TASK DIRECTIONS:
Your task is to output the entries below word for word.

(Excerpts of pointing data)
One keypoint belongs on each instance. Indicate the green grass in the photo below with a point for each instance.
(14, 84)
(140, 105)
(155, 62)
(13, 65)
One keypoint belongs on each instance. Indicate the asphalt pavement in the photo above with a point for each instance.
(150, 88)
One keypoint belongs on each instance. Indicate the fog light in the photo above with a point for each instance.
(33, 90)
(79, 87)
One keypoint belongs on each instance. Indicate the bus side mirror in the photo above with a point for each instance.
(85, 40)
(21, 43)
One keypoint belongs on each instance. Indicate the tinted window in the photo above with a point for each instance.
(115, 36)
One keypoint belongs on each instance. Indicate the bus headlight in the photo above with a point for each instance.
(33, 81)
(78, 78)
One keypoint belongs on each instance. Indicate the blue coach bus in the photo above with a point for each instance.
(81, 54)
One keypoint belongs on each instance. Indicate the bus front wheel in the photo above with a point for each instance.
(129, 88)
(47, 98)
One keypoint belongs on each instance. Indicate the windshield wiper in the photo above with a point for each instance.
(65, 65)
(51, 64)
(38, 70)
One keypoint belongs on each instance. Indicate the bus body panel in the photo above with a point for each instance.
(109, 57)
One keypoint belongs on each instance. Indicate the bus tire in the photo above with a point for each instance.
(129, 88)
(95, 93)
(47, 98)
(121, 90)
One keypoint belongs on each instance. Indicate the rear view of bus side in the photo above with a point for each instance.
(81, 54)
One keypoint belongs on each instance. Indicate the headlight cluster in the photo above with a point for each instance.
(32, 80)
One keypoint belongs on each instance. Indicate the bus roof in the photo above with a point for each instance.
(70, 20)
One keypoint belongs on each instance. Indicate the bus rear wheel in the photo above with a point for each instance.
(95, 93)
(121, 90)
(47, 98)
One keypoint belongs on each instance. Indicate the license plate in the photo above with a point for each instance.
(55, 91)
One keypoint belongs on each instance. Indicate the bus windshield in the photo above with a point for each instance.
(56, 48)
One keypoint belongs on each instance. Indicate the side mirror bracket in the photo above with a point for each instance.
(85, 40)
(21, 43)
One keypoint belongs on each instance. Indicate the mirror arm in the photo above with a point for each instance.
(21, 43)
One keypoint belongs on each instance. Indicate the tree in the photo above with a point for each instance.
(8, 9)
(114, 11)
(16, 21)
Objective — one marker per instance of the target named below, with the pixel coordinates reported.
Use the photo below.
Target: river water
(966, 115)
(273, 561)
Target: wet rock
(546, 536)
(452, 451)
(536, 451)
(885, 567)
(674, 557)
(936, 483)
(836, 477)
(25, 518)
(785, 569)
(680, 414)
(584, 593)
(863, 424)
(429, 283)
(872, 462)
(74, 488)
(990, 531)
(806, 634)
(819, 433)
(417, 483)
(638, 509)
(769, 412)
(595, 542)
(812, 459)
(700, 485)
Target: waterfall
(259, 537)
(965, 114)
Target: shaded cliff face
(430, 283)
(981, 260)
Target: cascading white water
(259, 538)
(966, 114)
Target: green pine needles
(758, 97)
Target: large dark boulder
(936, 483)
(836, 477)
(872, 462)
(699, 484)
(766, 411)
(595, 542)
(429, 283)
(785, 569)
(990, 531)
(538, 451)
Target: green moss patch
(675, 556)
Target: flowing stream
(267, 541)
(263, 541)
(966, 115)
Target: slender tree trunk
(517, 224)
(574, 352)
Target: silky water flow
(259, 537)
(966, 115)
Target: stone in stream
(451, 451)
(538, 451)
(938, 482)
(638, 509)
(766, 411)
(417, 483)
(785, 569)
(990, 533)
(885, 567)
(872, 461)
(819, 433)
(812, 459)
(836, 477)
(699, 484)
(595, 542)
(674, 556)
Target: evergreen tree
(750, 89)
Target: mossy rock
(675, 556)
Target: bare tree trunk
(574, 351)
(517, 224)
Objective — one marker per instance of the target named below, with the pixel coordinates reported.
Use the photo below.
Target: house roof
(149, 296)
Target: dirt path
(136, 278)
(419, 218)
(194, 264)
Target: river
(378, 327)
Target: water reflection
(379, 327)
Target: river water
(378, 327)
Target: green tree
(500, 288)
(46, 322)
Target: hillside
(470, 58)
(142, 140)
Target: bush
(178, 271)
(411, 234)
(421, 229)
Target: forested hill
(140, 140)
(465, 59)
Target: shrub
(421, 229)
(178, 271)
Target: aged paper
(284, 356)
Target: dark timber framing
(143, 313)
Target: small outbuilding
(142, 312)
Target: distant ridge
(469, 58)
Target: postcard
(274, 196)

CORRECT OUTPUT:
One keypoint belongs on each instance. Indicate the green grass in the photo below with a point for each instance.
(14, 84)
(140, 105)
(155, 62)
(13, 65)
One keypoint belongs on each instance. Indicate the asphalt pavement in the photo above with a point for each instance.
(150, 88)
One keypoint belongs on each instance. Indicate the fog light in the photo above with a point for each instance.
(33, 90)
(79, 87)
One keypoint belongs on each instance. Indicate the bus side mirror in the photo above with a point for each instance.
(85, 40)
(21, 43)
One keypoint belongs on each instance. Indicate the tinted window in the photo above with a point for each instance.
(115, 36)
One keypoint belongs on each instance. Indicate the bus headlight in the photo above with a point for each instance.
(33, 81)
(78, 78)
One keypoint belongs on each instance. Indicate the blue coach bus in the photo above with a point for each instance.
(81, 54)
One keypoint belongs on each instance. Indicate the bus front wheel in the photo above with a point for each instance.
(129, 88)
(47, 98)
One keypoint belongs on each instance. Indicate the windshield wiper in the photo above with a point for each instance.
(65, 65)
(51, 64)
(38, 70)
One keypoint belongs on each instance. Indicate the bus body panel in the photo above with a point for each instance.
(109, 57)
One keypoint belongs on each instance. Indicate the bus tire in the photo above with a point for each instance.
(129, 88)
(95, 93)
(47, 98)
(121, 90)
One keypoint belongs on each instance. Indicate the rear view of bus side in the photo above with a point for each instance.
(81, 54)
One keypoint belongs on each instance. Indicate the headlight cluster in the photo above with a point for each instance.
(32, 80)
One keypoint belongs on each instance. Indicate the bus roof in the photo above with a point for each instance.
(70, 20)
One keypoint belongs on each instance. Indicate the bus rear wheel in the photo above with a point for each instance.
(95, 93)
(121, 90)
(47, 98)
One keypoint belongs on each instance. Indicate the license plate in the photo above with a point for each instance.
(55, 91)
One keypoint belongs on each instance. Indicate the bus windshield in the photo above with a point for each instance.
(56, 48)
One keypoint belongs on each instance. Indicate the side mirror bracket in the photo above with a point for each instance.
(85, 40)
(21, 43)
One keypoint belongs on each instance. Indicate the mirror arm in the photo above with a point for each instance.
(21, 43)
One keypoint belongs on each instance. Indicate the tree in the photo above with a point for each instance.
(8, 9)
(114, 11)
(16, 21)
Objective — one marker per instance of the target named below, with the pixel coordinates reported.
Use the photo below.
Target: river water
(966, 115)
(273, 561)
Target: wet rock
(546, 536)
(452, 451)
(536, 451)
(885, 567)
(674, 557)
(936, 483)
(836, 477)
(25, 518)
(785, 569)
(680, 414)
(584, 593)
(863, 424)
(429, 283)
(872, 462)
(74, 488)
(990, 531)
(806, 634)
(819, 433)
(417, 483)
(638, 509)
(769, 412)
(595, 542)
(812, 459)
(700, 485)
Target: waterfall
(259, 537)
(965, 114)
Target: shaded cliff face
(430, 283)
(981, 260)
Target: cascading white water
(259, 538)
(966, 114)
Target: green pine needles
(758, 97)
Target: large dark boulder
(936, 483)
(836, 477)
(872, 462)
(699, 484)
(766, 411)
(595, 542)
(429, 283)
(785, 569)
(990, 531)
(538, 451)
Target: green moss patch
(675, 556)
Target: flowing stream
(267, 541)
(263, 541)
(966, 115)
Target: slender tree trunk
(517, 224)
(574, 352)
Target: silky water flow
(259, 537)
(966, 115)
Target: stone in stream
(451, 451)
(538, 451)
(938, 482)
(638, 509)
(766, 411)
(417, 483)
(785, 569)
(990, 533)
(885, 567)
(872, 461)
(819, 433)
(812, 459)
(836, 477)
(699, 484)
(595, 542)
(674, 556)
Target: evergreen tree
(750, 89)
Target: mossy rock
(675, 556)
Target: bare tree trunk
(574, 351)
(517, 224)
Objective — one marker per instance of the target named below, with the pixel coordinates reported.
Use the photo below.
Target: house roof
(149, 296)
Target: dirt path
(136, 278)
(419, 218)
(194, 264)
Target: river
(378, 327)
Target: water reflection
(379, 327)
Target: river water
(378, 327)
Target: green tree
(500, 288)
(46, 322)
Target: hillside
(470, 58)
(142, 140)
Target: bush
(178, 271)
(411, 234)
(421, 229)
Target: forested hill
(140, 140)
(465, 59)
Target: shrub
(421, 229)
(178, 271)
Target: aged paper
(284, 356)
Target: dark timber framing
(143, 313)
Target: small outbuilding
(142, 312)
Target: distant ridge
(469, 58)
Target: postcard
(274, 196)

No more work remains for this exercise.